**Source extract**

Film Evangelism: A Time To Change

Wealthy Warren Cole, society mother Fran, teen-age son Jeff, and Miss Pollyanna Christian, Michelle, Jeff’s girlfriend, are the main characters in Time to Run, a new film produced by World Wide Pictures. Thematically there has been little change since the filming of The Restless Ones: characters, plot, and outcome are quite similar. But there are some differences in the execution of this film. The changes are intended to bridge the evangelical culture gap and help the film appeal to the general movie-going public.

In World Wide’s newest film, the young Christians attend not churches but rock concerts on Sunday afternoons. Jeff’s parents don’t become Christians, though Jeff, played by Randall Carver, does. The traditional visit to a Billy Graham crusade with parents and son going forward is missing. Instead, Jeff picks up two Jesus people going to a Graham meeting. As he sits in the crusade parking lot eating an orange and listening to the evangelist over the loudspeaker, his parents watch the same sermon on television. The camera switches from Jeff and his orange to Graham and his message. At the invitation Jeff drives off and his parents turn off their set. This realistic touch does not entirely compensate for the contrived effect of introducing the crusade scenes in the first place. There ought to be a way to present the biblical message without the telltale “And now a word from our sponsor …”

Writer Allan Sloane built the plot and title around Francis Thompson’s poem, “The Hound of Heaven.” As the movie opens, Michelle, a college student played by Barbara Sigel, is reading the poem to unbeliever Jeff:

I fled Him, down the nights and down the days;

I fled Him, down the arches of the years;

I fled Him, down the labyrinthine ways

Of my own mind; and in the midst of tears

I hid from Him, and under running laughter.

Although Jeff seems satisfied with his life and just laughs about Thompson’s hound, trouble begins with a television interview.

Actor Ed Nelson (Dr. Rossi of “Peyton Place” fame) plays Jeff’s father, winner of a local industrial-achievement award. As Warren gives his acceptance speech, Jeff tells reporters why he dislikes the “military-industrial complex” his father is a part of. That evening when Warren asks Jeff about what he said, a fight ensues. But Director Jim Collier doesn’t provide enough tension and dramatic buildup to account for the son’s sudden walkout. Jeff packs his things, throws his credit card at his father, and drives off in his General Motors van (bought for him by his father).

Jeff reacts in a similar way to Michelle’s Christian piety. Alone with her, he says, “We could really make it here together.” She gives him an injured, little-girl look and walks away from him without really dealing with the situation. Somehow Michelle’s treatment of Jeff makes one wonder whether she does indeed love him as she says. Jeff storms out, leaving Michelle wide-eyed and confused. Collier makes Michelle look like a more-than-modern coed (though her ultra-mini skirts are now somewhat out of fashion), not quite in character with her actions.

The dialogue misses the mark in trying to be “with it.” Jeff hides out in an unoccupied mansion (his big misdeed, which gets him charged with a misdemeanor and a $50 fine) and Michelle goes to see him. Michelle’s remark, “You look pretty strung out,” seems strange, since Jeff’s appearance hasn’t changed. He melodramatically replies, “I’ve been trying to put it all together.” The best and most dramatic line follows: “If you mention that Jesus stuff, I’ll throw up.” Jeff serves that line with true disgust.

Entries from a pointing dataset
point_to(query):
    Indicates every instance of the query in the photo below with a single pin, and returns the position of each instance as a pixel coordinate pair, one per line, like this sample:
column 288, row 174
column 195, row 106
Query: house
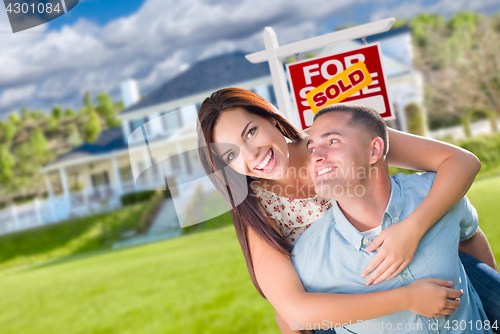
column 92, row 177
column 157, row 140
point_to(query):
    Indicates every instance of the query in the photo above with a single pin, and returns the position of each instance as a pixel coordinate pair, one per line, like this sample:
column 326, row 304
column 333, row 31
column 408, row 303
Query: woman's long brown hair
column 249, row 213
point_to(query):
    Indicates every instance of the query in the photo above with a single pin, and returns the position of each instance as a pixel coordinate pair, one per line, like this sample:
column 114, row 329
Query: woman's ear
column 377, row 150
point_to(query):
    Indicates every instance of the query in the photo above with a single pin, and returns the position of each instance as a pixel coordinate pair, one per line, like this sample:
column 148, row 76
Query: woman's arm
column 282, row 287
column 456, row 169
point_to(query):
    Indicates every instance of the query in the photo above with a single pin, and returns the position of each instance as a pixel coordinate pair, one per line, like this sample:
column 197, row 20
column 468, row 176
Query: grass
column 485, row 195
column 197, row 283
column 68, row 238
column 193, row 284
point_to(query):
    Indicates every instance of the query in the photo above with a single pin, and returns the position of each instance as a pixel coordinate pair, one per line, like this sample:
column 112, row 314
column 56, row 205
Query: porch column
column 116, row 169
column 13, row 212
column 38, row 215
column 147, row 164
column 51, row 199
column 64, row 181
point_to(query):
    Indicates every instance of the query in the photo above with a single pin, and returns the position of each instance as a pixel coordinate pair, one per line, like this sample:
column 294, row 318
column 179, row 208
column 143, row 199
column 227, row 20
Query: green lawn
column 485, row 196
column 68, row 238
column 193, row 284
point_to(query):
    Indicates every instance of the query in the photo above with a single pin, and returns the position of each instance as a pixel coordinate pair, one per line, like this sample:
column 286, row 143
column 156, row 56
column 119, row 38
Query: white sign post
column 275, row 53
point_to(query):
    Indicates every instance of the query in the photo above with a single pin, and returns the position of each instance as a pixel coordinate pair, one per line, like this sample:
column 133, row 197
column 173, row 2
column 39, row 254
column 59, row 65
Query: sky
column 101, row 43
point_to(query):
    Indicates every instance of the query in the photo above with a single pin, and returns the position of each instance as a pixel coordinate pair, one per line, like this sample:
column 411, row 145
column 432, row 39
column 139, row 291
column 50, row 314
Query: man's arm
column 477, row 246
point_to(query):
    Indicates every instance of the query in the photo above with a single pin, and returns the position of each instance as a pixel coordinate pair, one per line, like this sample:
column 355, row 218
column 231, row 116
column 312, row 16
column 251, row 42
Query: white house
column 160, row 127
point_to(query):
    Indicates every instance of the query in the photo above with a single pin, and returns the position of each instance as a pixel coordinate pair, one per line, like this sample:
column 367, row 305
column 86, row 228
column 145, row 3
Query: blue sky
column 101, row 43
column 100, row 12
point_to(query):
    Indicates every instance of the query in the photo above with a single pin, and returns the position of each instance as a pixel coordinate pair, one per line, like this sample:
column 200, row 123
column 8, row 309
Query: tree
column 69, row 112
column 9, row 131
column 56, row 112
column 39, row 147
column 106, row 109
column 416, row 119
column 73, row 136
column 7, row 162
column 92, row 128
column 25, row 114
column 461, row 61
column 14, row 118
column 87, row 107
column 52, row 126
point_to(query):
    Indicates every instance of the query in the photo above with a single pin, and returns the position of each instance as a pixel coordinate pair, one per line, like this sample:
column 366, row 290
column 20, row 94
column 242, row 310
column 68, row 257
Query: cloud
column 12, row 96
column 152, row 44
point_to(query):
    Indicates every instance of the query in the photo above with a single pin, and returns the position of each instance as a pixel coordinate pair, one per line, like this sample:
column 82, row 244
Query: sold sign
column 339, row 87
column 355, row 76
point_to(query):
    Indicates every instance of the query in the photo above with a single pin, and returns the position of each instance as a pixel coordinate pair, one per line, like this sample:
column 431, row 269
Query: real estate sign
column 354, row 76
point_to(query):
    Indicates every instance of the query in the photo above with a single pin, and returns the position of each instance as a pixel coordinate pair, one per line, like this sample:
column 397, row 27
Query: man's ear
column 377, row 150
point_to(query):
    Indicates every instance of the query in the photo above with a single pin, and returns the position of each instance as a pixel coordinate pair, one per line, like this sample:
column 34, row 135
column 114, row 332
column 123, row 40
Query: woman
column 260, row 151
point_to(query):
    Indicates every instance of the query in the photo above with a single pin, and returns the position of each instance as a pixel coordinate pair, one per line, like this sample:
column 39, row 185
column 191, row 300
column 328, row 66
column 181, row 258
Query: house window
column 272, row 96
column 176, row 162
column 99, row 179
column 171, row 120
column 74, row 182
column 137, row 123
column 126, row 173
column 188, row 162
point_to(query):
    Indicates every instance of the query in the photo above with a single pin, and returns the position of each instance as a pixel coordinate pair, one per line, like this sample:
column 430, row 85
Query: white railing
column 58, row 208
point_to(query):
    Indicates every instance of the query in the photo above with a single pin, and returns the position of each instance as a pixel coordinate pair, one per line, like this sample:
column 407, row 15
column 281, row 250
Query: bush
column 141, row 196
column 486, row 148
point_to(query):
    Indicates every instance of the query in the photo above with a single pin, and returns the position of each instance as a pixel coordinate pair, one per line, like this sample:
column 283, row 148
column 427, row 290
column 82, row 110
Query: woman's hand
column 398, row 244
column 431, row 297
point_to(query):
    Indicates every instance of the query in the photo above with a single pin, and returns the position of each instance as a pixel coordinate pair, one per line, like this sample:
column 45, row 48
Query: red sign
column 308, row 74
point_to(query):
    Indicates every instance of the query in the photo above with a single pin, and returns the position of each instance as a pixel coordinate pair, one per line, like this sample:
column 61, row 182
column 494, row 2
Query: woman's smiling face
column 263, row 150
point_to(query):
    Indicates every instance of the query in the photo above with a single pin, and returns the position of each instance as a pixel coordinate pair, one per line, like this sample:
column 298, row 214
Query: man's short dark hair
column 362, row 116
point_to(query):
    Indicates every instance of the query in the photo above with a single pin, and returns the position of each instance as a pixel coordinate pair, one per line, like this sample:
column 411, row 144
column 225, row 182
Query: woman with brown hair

**Task prompt**
According to the film review, which poem did writer Allan Sloane build the plot and title of Time to Run around?

**The solution**
Francis Thompson's poem "The Hound of Heaven."